● Provided entries

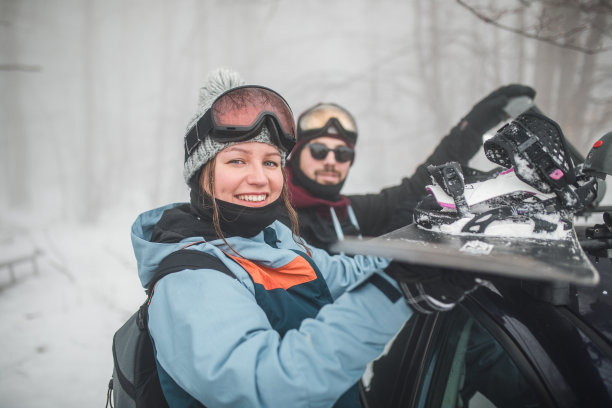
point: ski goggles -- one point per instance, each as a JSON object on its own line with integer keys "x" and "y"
{"x": 239, "y": 114}
{"x": 319, "y": 151}
{"x": 326, "y": 118}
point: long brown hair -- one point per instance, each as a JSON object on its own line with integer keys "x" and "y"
{"x": 208, "y": 176}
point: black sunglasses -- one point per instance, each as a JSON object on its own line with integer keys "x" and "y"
{"x": 319, "y": 151}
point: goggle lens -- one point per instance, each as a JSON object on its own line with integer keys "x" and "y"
{"x": 319, "y": 117}
{"x": 236, "y": 114}
{"x": 243, "y": 108}
{"x": 319, "y": 151}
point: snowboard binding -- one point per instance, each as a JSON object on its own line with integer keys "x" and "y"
{"x": 538, "y": 190}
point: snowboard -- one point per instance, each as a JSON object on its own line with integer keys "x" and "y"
{"x": 560, "y": 260}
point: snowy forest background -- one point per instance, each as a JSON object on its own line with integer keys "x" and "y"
{"x": 95, "y": 97}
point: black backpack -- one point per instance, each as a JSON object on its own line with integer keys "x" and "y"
{"x": 135, "y": 383}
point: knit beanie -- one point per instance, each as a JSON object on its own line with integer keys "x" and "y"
{"x": 218, "y": 82}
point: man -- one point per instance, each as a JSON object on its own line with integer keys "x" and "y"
{"x": 316, "y": 176}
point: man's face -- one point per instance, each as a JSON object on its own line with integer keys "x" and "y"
{"x": 327, "y": 171}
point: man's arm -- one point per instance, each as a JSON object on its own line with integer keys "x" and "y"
{"x": 393, "y": 206}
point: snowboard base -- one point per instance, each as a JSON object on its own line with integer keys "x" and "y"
{"x": 560, "y": 260}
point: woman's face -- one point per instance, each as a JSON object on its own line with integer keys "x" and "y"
{"x": 248, "y": 174}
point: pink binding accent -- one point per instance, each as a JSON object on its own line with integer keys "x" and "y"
{"x": 556, "y": 175}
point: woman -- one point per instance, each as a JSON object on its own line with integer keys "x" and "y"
{"x": 296, "y": 327}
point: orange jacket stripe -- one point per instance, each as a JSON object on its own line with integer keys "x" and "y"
{"x": 294, "y": 273}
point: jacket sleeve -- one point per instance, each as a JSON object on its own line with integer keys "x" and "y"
{"x": 393, "y": 206}
{"x": 341, "y": 272}
{"x": 212, "y": 338}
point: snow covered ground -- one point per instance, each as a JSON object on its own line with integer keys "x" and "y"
{"x": 57, "y": 325}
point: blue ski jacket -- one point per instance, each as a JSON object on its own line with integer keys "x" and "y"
{"x": 214, "y": 340}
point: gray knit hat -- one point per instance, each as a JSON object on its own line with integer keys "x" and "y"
{"x": 218, "y": 82}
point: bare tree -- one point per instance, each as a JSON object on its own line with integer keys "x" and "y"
{"x": 548, "y": 20}
{"x": 571, "y": 36}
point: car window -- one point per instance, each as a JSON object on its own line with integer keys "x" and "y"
{"x": 469, "y": 368}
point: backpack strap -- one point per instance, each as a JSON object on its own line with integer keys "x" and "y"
{"x": 175, "y": 262}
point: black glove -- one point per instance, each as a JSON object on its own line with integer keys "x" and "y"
{"x": 429, "y": 289}
{"x": 489, "y": 111}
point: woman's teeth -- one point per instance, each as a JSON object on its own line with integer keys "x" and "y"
{"x": 252, "y": 197}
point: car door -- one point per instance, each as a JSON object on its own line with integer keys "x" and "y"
{"x": 452, "y": 360}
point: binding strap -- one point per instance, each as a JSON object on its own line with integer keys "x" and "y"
{"x": 450, "y": 178}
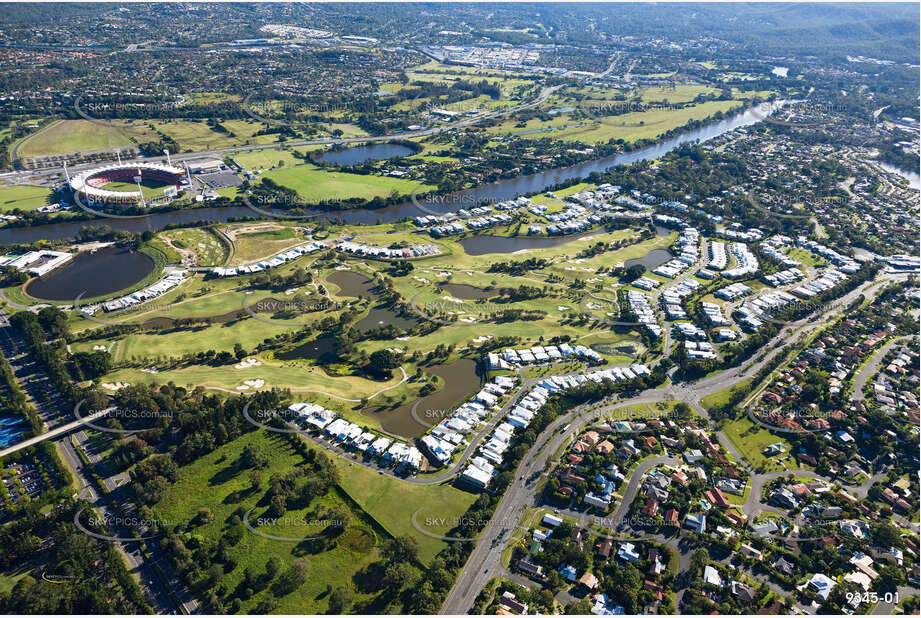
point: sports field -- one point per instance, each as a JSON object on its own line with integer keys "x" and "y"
{"x": 66, "y": 136}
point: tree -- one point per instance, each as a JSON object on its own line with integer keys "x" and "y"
{"x": 382, "y": 361}
{"x": 401, "y": 549}
{"x": 340, "y": 600}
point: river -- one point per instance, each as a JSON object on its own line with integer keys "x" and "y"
{"x": 913, "y": 178}
{"x": 360, "y": 154}
{"x": 486, "y": 193}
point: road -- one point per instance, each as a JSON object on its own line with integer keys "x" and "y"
{"x": 872, "y": 367}
{"x": 51, "y": 405}
{"x": 21, "y": 177}
{"x": 483, "y": 562}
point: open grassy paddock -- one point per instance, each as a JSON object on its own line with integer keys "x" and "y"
{"x": 23, "y": 197}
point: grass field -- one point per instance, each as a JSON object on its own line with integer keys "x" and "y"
{"x": 392, "y": 503}
{"x": 199, "y": 245}
{"x": 219, "y": 483}
{"x": 149, "y": 188}
{"x": 319, "y": 186}
{"x": 717, "y": 400}
{"x": 193, "y": 135}
{"x": 66, "y": 136}
{"x": 271, "y": 157}
{"x": 269, "y": 240}
{"x": 750, "y": 440}
{"x": 276, "y": 374}
{"x": 24, "y": 197}
{"x": 629, "y": 127}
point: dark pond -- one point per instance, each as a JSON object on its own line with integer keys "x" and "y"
{"x": 360, "y": 154}
{"x": 11, "y": 430}
{"x": 466, "y": 292}
{"x": 481, "y": 245}
{"x": 460, "y": 380}
{"x": 92, "y": 274}
{"x": 487, "y": 193}
{"x": 322, "y": 349}
{"x": 384, "y": 316}
{"x": 651, "y": 260}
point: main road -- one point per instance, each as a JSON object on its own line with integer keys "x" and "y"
{"x": 484, "y": 560}
{"x": 21, "y": 177}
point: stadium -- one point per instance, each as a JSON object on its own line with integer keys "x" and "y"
{"x": 137, "y": 184}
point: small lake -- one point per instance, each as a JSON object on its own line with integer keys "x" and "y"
{"x": 481, "y": 245}
{"x": 321, "y": 349}
{"x": 913, "y": 178}
{"x": 360, "y": 154}
{"x": 465, "y": 291}
{"x": 651, "y": 260}
{"x": 460, "y": 380}
{"x": 106, "y": 271}
{"x": 353, "y": 284}
{"x": 488, "y": 192}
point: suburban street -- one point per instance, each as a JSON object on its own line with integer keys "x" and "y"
{"x": 483, "y": 561}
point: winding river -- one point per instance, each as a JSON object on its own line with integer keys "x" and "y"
{"x": 486, "y": 193}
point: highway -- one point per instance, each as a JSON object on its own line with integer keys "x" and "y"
{"x": 55, "y": 433}
{"x": 22, "y": 177}
{"x": 484, "y": 561}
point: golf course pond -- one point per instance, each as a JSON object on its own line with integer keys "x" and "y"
{"x": 459, "y": 380}
{"x": 466, "y": 292}
{"x": 653, "y": 259}
{"x": 352, "y": 284}
{"x": 93, "y": 274}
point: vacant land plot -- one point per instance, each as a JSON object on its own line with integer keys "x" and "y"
{"x": 261, "y": 241}
{"x": 73, "y": 136}
{"x": 24, "y": 197}
{"x": 392, "y": 502}
{"x": 720, "y": 399}
{"x": 219, "y": 483}
{"x": 193, "y": 135}
{"x": 319, "y": 186}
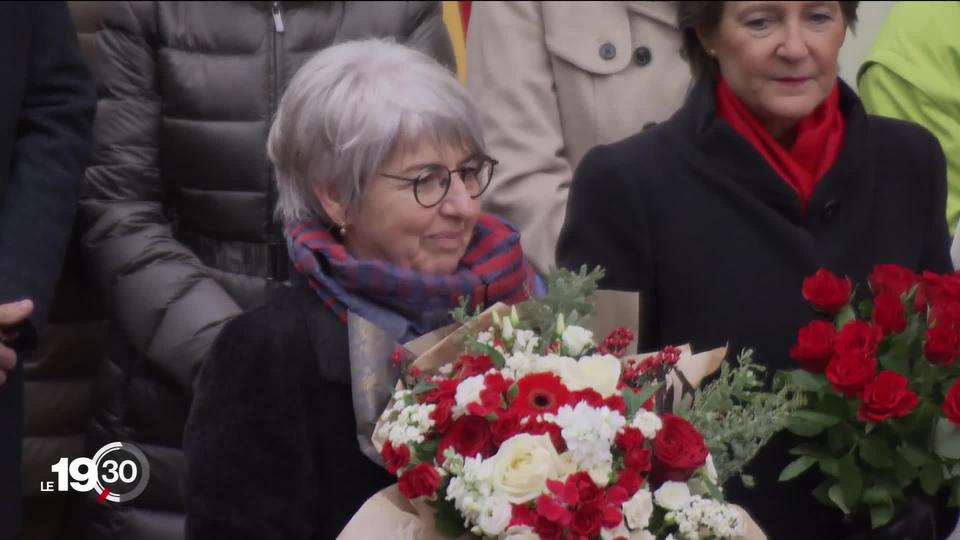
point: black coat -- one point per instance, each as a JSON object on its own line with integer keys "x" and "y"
{"x": 271, "y": 444}
{"x": 46, "y": 110}
{"x": 690, "y": 214}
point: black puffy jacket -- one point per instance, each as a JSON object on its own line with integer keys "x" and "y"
{"x": 177, "y": 208}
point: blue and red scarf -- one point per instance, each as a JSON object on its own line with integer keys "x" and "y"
{"x": 405, "y": 303}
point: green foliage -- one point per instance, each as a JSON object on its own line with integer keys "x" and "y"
{"x": 737, "y": 416}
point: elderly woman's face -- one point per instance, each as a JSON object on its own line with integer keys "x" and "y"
{"x": 780, "y": 58}
{"x": 390, "y": 225}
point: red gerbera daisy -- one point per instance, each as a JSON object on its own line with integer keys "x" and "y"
{"x": 539, "y": 393}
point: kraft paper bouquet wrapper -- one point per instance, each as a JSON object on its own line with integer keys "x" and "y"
{"x": 375, "y": 378}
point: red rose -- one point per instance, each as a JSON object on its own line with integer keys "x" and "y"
{"x": 587, "y": 491}
{"x": 891, "y": 278}
{"x": 420, "y": 481}
{"x": 951, "y": 404}
{"x": 586, "y": 521}
{"x": 886, "y": 396}
{"x": 888, "y": 313}
{"x": 629, "y": 439}
{"x": 814, "y": 346}
{"x": 858, "y": 337}
{"x": 942, "y": 287}
{"x": 395, "y": 457}
{"x": 850, "y": 372}
{"x": 678, "y": 450}
{"x": 468, "y": 435}
{"x": 638, "y": 459}
{"x": 630, "y": 481}
{"x": 468, "y": 366}
{"x": 539, "y": 393}
{"x": 827, "y": 292}
{"x": 941, "y": 345}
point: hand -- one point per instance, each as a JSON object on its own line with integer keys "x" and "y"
{"x": 11, "y": 315}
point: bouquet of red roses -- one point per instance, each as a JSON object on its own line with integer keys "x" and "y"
{"x": 881, "y": 388}
{"x": 538, "y": 432}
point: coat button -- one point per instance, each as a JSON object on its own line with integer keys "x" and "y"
{"x": 642, "y": 56}
{"x": 830, "y": 211}
{"x": 608, "y": 51}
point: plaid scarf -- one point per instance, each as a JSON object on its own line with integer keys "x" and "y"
{"x": 405, "y": 303}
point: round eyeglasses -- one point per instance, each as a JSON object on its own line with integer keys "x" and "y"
{"x": 431, "y": 186}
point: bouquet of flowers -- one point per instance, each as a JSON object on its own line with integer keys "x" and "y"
{"x": 880, "y": 382}
{"x": 537, "y": 431}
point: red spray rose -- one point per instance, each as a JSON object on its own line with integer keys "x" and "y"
{"x": 886, "y": 396}
{"x": 468, "y": 435}
{"x": 420, "y": 481}
{"x": 850, "y": 372}
{"x": 678, "y": 450}
{"x": 827, "y": 292}
{"x": 892, "y": 279}
{"x": 858, "y": 337}
{"x": 395, "y": 457}
{"x": 941, "y": 345}
{"x": 814, "y": 346}
{"x": 889, "y": 314}
{"x": 951, "y": 404}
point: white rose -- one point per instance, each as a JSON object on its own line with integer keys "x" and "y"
{"x": 520, "y": 533}
{"x": 642, "y": 534}
{"x": 495, "y": 515}
{"x": 672, "y": 495}
{"x": 617, "y": 532}
{"x": 522, "y": 466}
{"x": 638, "y": 509}
{"x": 647, "y": 422}
{"x": 576, "y": 339}
{"x": 468, "y": 391}
{"x": 599, "y": 372}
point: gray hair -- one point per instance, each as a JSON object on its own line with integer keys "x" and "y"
{"x": 349, "y": 108}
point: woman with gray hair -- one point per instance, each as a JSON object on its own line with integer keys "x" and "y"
{"x": 380, "y": 164}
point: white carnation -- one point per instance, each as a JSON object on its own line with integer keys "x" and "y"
{"x": 468, "y": 391}
{"x": 647, "y": 422}
{"x": 495, "y": 515}
{"x": 576, "y": 339}
{"x": 638, "y": 509}
{"x": 672, "y": 495}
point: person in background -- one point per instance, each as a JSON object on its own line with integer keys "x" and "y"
{"x": 380, "y": 165}
{"x": 555, "y": 79}
{"x": 177, "y": 209}
{"x": 47, "y": 104}
{"x": 913, "y": 73}
{"x": 769, "y": 171}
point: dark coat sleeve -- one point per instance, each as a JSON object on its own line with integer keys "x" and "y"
{"x": 51, "y": 149}
{"x": 250, "y": 454}
{"x": 160, "y": 293}
{"x": 428, "y": 33}
{"x": 605, "y": 224}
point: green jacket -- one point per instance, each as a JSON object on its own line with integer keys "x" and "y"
{"x": 913, "y": 73}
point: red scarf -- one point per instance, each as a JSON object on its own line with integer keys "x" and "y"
{"x": 815, "y": 149}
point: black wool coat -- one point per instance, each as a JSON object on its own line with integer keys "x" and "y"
{"x": 47, "y": 102}
{"x": 271, "y": 443}
{"x": 692, "y": 215}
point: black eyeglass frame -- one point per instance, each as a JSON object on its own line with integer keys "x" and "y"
{"x": 417, "y": 181}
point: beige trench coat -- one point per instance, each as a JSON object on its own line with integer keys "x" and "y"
{"x": 553, "y": 80}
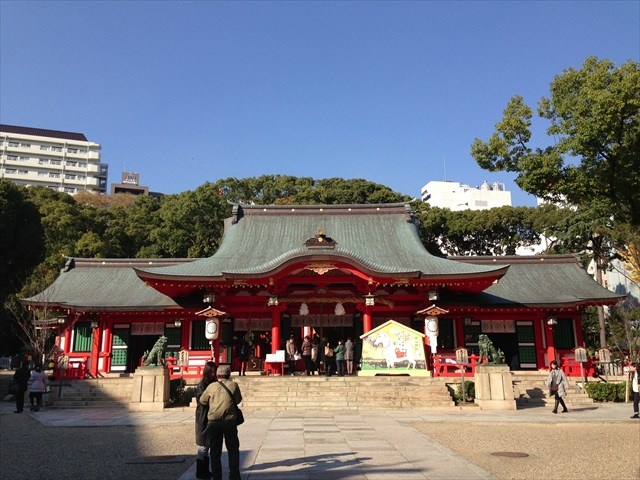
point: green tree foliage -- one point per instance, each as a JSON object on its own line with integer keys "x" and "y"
{"x": 498, "y": 231}
{"x": 594, "y": 120}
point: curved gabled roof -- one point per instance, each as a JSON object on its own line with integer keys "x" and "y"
{"x": 540, "y": 281}
{"x": 381, "y": 239}
{"x": 104, "y": 284}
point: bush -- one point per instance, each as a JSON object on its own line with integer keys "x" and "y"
{"x": 606, "y": 392}
{"x": 469, "y": 392}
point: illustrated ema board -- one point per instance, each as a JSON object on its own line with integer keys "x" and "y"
{"x": 393, "y": 349}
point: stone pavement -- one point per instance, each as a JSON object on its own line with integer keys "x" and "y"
{"x": 327, "y": 445}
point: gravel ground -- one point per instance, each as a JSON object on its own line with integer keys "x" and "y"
{"x": 30, "y": 451}
{"x": 567, "y": 451}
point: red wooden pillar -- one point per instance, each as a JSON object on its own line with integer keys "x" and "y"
{"x": 95, "y": 349}
{"x": 539, "y": 326}
{"x": 551, "y": 348}
{"x": 275, "y": 330}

● Exercise requirements
Reproduce precisely the span of lines that begins at the line containing "point: curved gabled" and ends with the last line of the listing.

● Output of the task
point: curved gabled roof -- one point per instance, each as a JSON object on its own line with integer keys "x" and "y"
{"x": 540, "y": 281}
{"x": 381, "y": 239}
{"x": 104, "y": 284}
point: bush -- one point per instance, each as a JSON object on its own line with integer keys "x" and "y"
{"x": 606, "y": 392}
{"x": 469, "y": 392}
point: illustrated ema board -- one point per instance, each as a JSON object on its own line with integer keys "x" and "y"
{"x": 393, "y": 349}
point: stone pavement -- one point per instance, each as a JSON object on its own line with integer keys "x" and "y"
{"x": 327, "y": 445}
point: gravel ground -- one point per instance, each as a JSON object on its own line with integer keys "x" and "y"
{"x": 30, "y": 451}
{"x": 567, "y": 451}
point: red wooden pillar -- one point per instance, each as a JSON object on its own line with integer keys "x" and "y"
{"x": 95, "y": 349}
{"x": 539, "y": 326}
{"x": 551, "y": 348}
{"x": 275, "y": 330}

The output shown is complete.